Set exercise:
Please reproduce the data starting with the line containing "Target: black cable" and going on through the end of the data, swapping "flower" for "blossom" and leaving everything else unchanged. Omit the pictures from your answer.

Excerpted records:
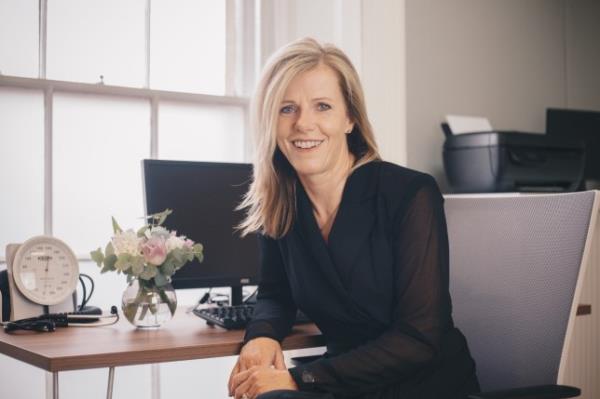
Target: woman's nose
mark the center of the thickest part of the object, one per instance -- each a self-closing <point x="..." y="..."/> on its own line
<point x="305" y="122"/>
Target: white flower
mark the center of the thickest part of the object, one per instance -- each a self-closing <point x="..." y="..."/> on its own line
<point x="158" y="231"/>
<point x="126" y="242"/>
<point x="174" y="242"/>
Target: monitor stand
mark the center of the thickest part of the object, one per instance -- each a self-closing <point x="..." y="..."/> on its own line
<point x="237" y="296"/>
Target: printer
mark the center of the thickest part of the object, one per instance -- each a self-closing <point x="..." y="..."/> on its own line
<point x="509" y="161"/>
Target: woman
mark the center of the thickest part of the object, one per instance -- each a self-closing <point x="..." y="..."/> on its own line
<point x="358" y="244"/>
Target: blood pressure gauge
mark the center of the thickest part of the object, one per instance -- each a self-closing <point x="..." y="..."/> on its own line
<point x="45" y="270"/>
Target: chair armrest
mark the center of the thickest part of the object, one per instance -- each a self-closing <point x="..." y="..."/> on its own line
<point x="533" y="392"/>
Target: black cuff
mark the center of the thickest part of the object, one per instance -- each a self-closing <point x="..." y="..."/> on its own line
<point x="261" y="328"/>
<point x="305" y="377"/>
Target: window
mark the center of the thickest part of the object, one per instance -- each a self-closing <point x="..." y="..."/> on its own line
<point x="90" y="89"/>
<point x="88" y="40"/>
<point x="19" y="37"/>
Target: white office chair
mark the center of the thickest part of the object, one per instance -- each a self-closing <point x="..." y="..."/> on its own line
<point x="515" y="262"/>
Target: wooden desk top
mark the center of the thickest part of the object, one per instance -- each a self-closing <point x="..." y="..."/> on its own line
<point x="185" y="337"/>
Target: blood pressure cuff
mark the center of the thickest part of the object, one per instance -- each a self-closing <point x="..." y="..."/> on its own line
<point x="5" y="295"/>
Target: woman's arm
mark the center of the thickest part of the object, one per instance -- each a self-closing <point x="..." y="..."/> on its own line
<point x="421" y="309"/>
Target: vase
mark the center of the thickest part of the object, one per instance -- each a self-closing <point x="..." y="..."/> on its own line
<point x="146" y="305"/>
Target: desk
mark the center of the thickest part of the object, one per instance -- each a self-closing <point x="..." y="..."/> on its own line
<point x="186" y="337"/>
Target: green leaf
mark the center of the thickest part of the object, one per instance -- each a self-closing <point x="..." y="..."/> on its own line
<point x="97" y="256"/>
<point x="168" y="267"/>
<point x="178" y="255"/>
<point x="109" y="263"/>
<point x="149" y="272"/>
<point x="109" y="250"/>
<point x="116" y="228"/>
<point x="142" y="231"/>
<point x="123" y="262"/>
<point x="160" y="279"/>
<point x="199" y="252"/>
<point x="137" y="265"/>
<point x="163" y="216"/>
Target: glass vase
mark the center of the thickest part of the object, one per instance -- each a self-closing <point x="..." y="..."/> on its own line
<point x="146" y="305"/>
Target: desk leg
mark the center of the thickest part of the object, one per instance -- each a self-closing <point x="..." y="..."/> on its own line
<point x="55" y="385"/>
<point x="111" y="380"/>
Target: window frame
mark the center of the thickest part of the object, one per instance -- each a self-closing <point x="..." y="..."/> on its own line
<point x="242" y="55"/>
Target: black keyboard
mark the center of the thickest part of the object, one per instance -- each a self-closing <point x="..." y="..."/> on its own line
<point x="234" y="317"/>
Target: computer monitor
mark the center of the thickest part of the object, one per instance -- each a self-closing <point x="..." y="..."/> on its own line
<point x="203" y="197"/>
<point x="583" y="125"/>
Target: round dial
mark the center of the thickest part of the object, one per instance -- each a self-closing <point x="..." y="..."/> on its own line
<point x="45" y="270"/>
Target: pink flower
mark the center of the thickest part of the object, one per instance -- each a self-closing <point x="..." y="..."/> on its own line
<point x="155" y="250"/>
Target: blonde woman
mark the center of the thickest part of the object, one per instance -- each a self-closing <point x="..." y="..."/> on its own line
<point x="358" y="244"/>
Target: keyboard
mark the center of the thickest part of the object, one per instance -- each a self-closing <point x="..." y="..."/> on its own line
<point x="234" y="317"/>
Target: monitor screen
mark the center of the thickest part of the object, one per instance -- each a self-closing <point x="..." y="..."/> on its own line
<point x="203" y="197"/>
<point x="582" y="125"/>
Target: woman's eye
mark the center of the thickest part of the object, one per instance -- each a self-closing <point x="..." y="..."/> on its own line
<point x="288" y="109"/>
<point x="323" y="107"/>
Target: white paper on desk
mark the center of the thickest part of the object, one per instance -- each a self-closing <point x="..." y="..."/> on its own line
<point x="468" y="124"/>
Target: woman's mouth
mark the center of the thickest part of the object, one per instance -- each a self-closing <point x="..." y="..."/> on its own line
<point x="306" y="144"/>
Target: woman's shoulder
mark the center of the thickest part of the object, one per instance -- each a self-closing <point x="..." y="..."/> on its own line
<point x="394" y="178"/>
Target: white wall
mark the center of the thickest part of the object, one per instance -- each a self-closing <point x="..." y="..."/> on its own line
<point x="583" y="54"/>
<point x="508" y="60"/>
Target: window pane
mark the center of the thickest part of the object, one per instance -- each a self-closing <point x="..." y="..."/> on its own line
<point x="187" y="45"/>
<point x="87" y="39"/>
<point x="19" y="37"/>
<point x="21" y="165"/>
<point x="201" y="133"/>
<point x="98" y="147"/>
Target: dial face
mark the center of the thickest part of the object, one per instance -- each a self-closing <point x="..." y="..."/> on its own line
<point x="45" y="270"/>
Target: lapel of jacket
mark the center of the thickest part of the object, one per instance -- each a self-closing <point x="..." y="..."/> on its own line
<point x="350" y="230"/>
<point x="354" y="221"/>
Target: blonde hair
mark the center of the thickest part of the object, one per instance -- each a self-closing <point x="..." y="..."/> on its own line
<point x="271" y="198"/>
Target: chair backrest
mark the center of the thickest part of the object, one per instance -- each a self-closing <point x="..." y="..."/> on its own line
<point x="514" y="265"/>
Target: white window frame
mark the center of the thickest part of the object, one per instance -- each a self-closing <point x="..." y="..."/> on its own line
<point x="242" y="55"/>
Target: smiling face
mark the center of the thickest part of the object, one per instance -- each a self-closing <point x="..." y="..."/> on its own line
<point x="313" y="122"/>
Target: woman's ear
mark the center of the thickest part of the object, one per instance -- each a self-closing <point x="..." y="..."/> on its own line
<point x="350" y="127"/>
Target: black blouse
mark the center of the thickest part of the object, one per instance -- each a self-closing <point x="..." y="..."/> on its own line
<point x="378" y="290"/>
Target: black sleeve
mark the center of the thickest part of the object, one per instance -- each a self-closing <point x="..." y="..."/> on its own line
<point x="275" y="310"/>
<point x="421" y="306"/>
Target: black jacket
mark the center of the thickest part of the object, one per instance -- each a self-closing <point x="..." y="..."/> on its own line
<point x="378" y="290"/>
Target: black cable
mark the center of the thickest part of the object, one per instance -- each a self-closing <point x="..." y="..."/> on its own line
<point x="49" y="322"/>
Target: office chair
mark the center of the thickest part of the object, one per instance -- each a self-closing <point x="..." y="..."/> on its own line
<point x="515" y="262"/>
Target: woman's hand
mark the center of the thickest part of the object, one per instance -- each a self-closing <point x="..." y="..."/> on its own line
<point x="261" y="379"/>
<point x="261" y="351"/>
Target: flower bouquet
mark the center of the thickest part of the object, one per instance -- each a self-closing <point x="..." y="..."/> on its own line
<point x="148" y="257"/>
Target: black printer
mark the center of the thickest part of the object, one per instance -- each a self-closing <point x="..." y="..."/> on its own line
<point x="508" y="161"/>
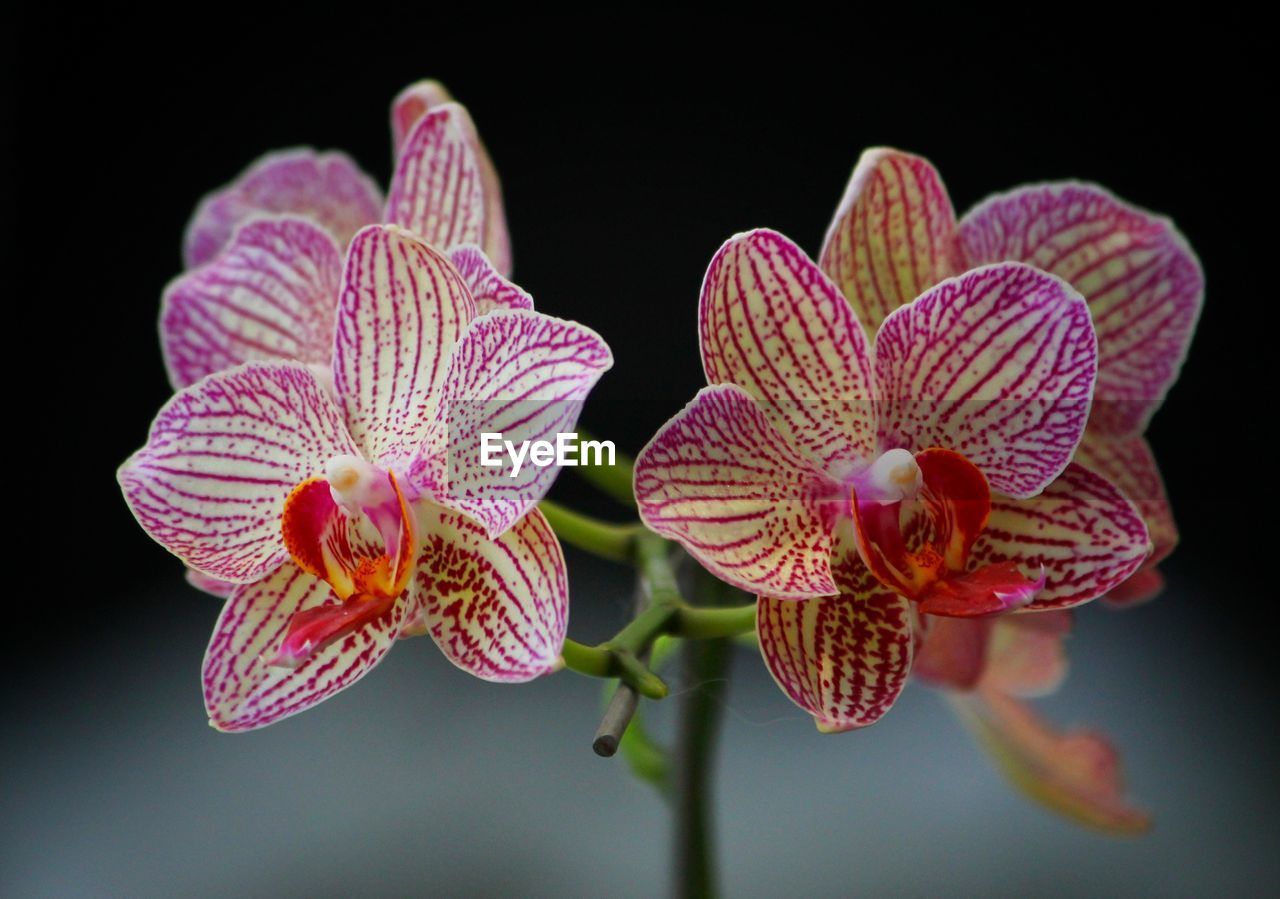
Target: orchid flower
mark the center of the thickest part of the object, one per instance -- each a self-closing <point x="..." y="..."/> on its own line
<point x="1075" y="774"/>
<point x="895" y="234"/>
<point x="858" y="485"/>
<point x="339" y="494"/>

Written reply:
Target: black cable
mark the center of the thickest part of the object, one per instance -- each a self-closing <point x="..." y="..."/> on its own line
<point x="49" y="322"/>
Target: office chair
mark the center of the thickest part of the object, one per instance -- each a self-closing <point x="..." y="..."/> on its own line
<point x="515" y="262"/>
Target: woman's hand
mark the center of the thickest part of the object, one per instance -- each a self-closing <point x="..." y="..."/> on its own line
<point x="261" y="379"/>
<point x="261" y="351"/>
Target: blossom bouquet
mark the center of the thickest part of the object, one per instance -- each a self-closing <point x="..." y="..."/> on its own line
<point x="148" y="257"/>
Target: black printer
mark the center of the thickest part of the object, one per instance -- each a self-closing <point x="..." y="..."/> on its own line
<point x="508" y="161"/>
Target: orchid blossom
mark the center of the thickest part of the object, one per instance -- each a self-closing <point x="..." y="..."/> on its own line
<point x="1075" y="774"/>
<point x="895" y="234"/>
<point x="858" y="485"/>
<point x="339" y="494"/>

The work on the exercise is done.